:: Passage to read ::

· · ·

Best Place to Find a Miracle 2004 | Manos Folk Art | Best of Denver® | Best Restaurants, Bars, Clubs, Music and Stores in Denver | Westword
Turning water to wine is a tough, though handy, trick; it's pretty advanced stuff, as far as miracles go. Manos Folk Art can help you enact something slightly less flashy. The colorful import shop specializes in goods from Mexico and Latin America, where the faithful make personal appeals to saints using small, symbolic milagro trinkets. The shop's nice selection of metal milagros -- in the shape of hearts, hands, lungs and limbs, among others -- includes utilitarian Mexican designs as well as elaborate pieces from Peru and silver reproductions of vintage artifacts. The Manos staff will also direct you to local churches and shrines where you can petition the saints. Whether you want to pray or simply pump up your folk-art collection, Manos is a heavenly place to begin.

Highland resident Sandra Renteria is so concerned about Haiti, the tiny, war-torn Caribbean nation, that she's become a cheerleader for the place. Dedicated to doing something for the Haitian people, she and her husband formed the Art Creation Foundation for Children, which is based in Jacmel, Haiti, and feeds and clothes children, most of them orphans, while teaching them to make traditional crafts. Renteria's Denver shop, Indigena, specializes in Haitian art, including the children's wares, along with a smattering of better-than-average handmades from Mexico, India and other far-flung locations; Indigena boasts some of the best Oaxacan carvings we've seen in the region. "Indigena wouldn't exist if it weren't for Haiti," Renteria says. It's a small world, after all.
Marczyk Fine Foods already corners the market on gourmet goods, so we won't even start with the rundown of what they've got inside. But last year they went a step further and made the place just plain homey. "Come on over," they invited. "Sit a while. We'll cook you up a burger." And so the Friday cookout was born. The new summer tradition returns in the spring, when the evenings grow long and linger-worthy. The charcoal grill will fire up again, serving friends, customers and strangers side by side at long community tables. Don't like burgers, even when they're fashioned from the finest beef on the planet? No problem. Pick out a piece of fish inside and they'll grill that up nicely for you, too. Fridays at Marczyk's are pure urban bliss.

It's as close as we'll get to walking under the boardwalk in Denver. But, hey, strolling under the viaduct ain't bad -- especially when you're shopping in blazing mid-July heat. Weatherproofing is just one of the strategies behind the Viaduct Market, a cousin to the successful Ballpark Market bazaar. If a trial run in December is any indication, treasure hunters can expect the same quality mix already found at Ballpark: antiques, furniture, old and new clothing and jewelry, refreshments and those once-in-a-lifetime finds. So go: The Viaduct Market will be open from 9 a.m. to 3 p.m. every fourth Saturday of the month from March until December. No need to flee when it rains on this flea.

· · ·

:: Material provided ::
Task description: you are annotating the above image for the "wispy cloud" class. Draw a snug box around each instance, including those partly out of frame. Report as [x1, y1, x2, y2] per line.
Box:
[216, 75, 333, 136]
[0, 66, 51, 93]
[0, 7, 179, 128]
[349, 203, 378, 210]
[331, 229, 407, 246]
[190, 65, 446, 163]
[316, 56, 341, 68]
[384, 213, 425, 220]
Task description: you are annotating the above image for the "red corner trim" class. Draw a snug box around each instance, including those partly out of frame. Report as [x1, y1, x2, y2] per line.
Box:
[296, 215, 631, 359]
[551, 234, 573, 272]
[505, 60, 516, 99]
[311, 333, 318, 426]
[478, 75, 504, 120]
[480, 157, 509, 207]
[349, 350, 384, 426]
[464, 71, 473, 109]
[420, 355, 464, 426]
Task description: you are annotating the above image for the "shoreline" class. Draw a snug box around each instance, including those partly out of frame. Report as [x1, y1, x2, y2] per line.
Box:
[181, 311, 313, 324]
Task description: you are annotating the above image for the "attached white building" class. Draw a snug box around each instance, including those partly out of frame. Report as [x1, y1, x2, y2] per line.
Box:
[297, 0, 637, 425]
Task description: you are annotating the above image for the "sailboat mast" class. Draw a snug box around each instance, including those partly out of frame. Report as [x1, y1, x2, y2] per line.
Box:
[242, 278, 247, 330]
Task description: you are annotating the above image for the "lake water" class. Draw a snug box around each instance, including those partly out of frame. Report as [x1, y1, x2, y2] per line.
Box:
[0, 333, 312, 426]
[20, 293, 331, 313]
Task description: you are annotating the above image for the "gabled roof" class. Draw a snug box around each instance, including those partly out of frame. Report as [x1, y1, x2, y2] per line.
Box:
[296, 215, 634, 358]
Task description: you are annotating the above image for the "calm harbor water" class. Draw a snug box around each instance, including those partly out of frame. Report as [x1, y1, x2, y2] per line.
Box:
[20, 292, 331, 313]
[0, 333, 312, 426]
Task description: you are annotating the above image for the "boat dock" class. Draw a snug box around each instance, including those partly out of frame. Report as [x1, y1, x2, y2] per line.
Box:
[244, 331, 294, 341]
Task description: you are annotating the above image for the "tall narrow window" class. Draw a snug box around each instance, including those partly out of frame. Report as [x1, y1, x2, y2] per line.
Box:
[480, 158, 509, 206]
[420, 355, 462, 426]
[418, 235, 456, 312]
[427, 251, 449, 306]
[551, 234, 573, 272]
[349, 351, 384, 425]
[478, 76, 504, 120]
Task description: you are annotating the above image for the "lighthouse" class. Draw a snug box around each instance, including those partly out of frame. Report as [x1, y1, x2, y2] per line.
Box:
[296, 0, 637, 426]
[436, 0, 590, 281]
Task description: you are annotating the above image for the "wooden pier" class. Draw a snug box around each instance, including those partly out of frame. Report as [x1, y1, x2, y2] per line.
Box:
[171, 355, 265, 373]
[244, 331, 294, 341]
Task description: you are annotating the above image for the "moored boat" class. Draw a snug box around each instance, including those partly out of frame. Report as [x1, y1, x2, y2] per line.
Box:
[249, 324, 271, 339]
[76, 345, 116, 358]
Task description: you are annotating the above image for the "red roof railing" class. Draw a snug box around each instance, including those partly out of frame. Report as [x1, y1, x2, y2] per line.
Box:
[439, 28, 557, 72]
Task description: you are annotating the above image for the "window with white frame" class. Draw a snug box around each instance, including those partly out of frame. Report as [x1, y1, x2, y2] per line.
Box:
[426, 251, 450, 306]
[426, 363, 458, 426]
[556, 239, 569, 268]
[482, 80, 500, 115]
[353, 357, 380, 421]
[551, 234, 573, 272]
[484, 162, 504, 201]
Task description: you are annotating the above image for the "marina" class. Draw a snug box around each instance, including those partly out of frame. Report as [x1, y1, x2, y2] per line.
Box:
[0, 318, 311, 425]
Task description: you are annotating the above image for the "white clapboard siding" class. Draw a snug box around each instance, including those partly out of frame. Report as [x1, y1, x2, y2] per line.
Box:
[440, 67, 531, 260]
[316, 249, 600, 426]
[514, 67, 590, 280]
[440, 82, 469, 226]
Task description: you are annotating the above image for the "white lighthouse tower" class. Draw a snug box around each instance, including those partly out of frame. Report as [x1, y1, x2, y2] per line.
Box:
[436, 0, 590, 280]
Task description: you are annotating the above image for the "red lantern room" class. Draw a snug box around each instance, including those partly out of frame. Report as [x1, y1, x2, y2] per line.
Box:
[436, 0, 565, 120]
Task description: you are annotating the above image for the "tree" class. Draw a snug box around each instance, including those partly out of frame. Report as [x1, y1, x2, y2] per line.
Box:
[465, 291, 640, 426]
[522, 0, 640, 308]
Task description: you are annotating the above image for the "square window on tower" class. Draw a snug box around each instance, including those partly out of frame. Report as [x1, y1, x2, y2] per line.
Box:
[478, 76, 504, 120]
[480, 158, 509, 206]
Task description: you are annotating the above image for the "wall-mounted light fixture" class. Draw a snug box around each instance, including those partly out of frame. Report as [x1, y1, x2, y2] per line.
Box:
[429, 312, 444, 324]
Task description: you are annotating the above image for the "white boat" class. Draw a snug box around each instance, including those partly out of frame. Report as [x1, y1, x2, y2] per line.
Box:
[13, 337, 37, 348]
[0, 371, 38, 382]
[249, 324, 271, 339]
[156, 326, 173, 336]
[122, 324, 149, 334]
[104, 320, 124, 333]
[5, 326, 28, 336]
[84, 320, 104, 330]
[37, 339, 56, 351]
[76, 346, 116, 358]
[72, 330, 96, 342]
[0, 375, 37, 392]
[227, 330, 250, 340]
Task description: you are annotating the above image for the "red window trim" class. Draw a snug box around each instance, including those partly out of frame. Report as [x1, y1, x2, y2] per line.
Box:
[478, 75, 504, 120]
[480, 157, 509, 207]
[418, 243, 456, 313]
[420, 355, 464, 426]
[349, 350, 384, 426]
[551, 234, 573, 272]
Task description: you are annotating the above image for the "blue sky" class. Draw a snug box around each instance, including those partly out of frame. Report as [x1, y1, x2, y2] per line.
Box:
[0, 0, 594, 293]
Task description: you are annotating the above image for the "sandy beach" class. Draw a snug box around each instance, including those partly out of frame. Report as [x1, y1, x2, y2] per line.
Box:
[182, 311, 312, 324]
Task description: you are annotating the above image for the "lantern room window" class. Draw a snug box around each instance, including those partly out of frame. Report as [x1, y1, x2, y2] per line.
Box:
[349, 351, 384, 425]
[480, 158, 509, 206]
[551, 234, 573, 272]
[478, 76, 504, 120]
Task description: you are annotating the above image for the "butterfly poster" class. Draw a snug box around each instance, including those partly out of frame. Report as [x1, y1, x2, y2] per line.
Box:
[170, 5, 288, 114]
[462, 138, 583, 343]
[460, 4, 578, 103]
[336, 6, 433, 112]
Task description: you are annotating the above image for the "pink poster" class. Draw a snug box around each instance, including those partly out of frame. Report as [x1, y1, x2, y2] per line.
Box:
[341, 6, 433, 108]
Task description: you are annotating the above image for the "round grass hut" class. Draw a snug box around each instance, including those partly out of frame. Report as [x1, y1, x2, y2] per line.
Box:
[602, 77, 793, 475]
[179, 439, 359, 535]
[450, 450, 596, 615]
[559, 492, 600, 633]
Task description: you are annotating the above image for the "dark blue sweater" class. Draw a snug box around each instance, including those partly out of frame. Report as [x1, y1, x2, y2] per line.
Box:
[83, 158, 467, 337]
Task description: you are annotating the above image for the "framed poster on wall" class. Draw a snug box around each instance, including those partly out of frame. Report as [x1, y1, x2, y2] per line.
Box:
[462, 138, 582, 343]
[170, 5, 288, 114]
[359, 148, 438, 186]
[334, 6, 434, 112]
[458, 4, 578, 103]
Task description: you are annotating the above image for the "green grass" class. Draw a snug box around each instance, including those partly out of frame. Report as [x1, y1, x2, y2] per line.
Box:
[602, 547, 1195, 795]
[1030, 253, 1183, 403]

· · ·

:: Written instruction A ::
In the Best of Denver text, rewrite everything from "Highland resident Sandra" down to "world, after all.", replacing "cheerleader" with "champion".
:: Written instruction B ::
Extend the Best of Denver text with further writing that picks up after its final sentence.

:: Right answer A ::
Highland resident Sandra Renteria is so concerned about Haiti, the tiny, war-torn Caribbean nation, that she's become a champion for the place. Dedicated to doing something for the Haitian people, she and her husband formed the Art Creation Foundation for Children, which is based in Jacmel, Haiti, and feeds and clothes children, most of them orphans, while teaching them to make traditional crafts. Renteria's Denver shop, Indigena, specializes in Haitian art, including the children's wares, along with a smattering of better-than-average handmades from Mexico, India and other far-flung locations; Indigena boasts some of the best Oaxacan carvings we've seen in the region. "Indigena wouldn't exist if it weren't for Haiti," Renteria says. It's a small world, after all.

:: Right answer B ::
Smaller and less crowded than the market that takes over the Cherry Creek Bed, Bath & Beyond parking lot on Saturdays, the Colorado Fresh Market is held on Sundays from June through October. It's the same zany mix of Colorado honey, Western Slope apples, goat cheese and cinnamon rolls, but at a far less frenetic pace. Here an organic farmer from Paonia will take the time to tell you just how he makes apple cider, and a local baker will serve you a piping hot baguette right out of the oven. Many of these merchants gave up their day jobs to indulge their love of food, and they're happy to share their stories. Bring a lawn chair and your appetite.
After years of deferred dreams and delayed plans, the Osage Mercado debuted last summer as a kind of test, sponsored by the Baker, La Alma/Lincoln Park and Sun Valley neighborhood groups. Apparently, it passed, because the Mercado is here to stay -- at least for one long season. Beginning on Mother's Day, it will continue on the first Sunday of the month through October. Designed to be part farmers' market and part craft fair, it's something like a mini People's Fair, with community-based music and dance, kids' activities and art projects planned each month. So come visit the 'hood. You'll never look at it quite the same again.

First there were health-food stores and co-ops -- little eclectic-eccentric, tie-dyed, bring-your-own-bag places where hippies shopped for goat yogurt, yams and fresh tofu. But somewhere along the line, the stores got bigger. They supplied bags (even plastic ones), widened the aisles and branched into the gourmet-foods market. Hippies? Even if any were still around, they couldn't afford to shop at these places now. Isn't it time something gave? Enter Sunflower Market. The brainchild of former Wild Oats mastermind Mike Gilliland and his brother, Pat, the new store is a delightful setback in whole-foods merchandising, with lower prices, a less outrageous scope and an element of surprise: The get-it-while-you-can aisle features a changing stock of odd-lot grocery buys. In the garden of overblown health-food shopping, little Sunflower towers above the rest.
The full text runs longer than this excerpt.